## TASK TO COMPLETE:
Every line of the entries below that carries the string "Where" should be copied.

Segment Start: EXTRACTED RECORDS

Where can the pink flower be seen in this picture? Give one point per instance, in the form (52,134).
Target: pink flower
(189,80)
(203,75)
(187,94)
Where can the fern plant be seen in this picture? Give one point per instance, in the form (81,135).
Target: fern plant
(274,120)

Segment End: EXTRACTED RECORDS
Segment Start: EXTRACTED RECORDS

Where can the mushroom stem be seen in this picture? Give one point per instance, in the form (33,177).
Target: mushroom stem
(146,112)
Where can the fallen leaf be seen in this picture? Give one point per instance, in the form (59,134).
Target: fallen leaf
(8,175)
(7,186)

Segment End: EXTRACTED RECORDS

## YOUR SOLUTION:
Where can the pink flower be seen in this picture? Give one point per instance, in the form (52,134).
Where can the fern plant be seen in this picture? Give one point per instance, in the form (81,135).
Where can the mushroom stem be seen in this picture? Give one point per instance, in the form (33,177).
Where can the fallen leaf be seen in this picture? Give one point per instance, in the form (59,134).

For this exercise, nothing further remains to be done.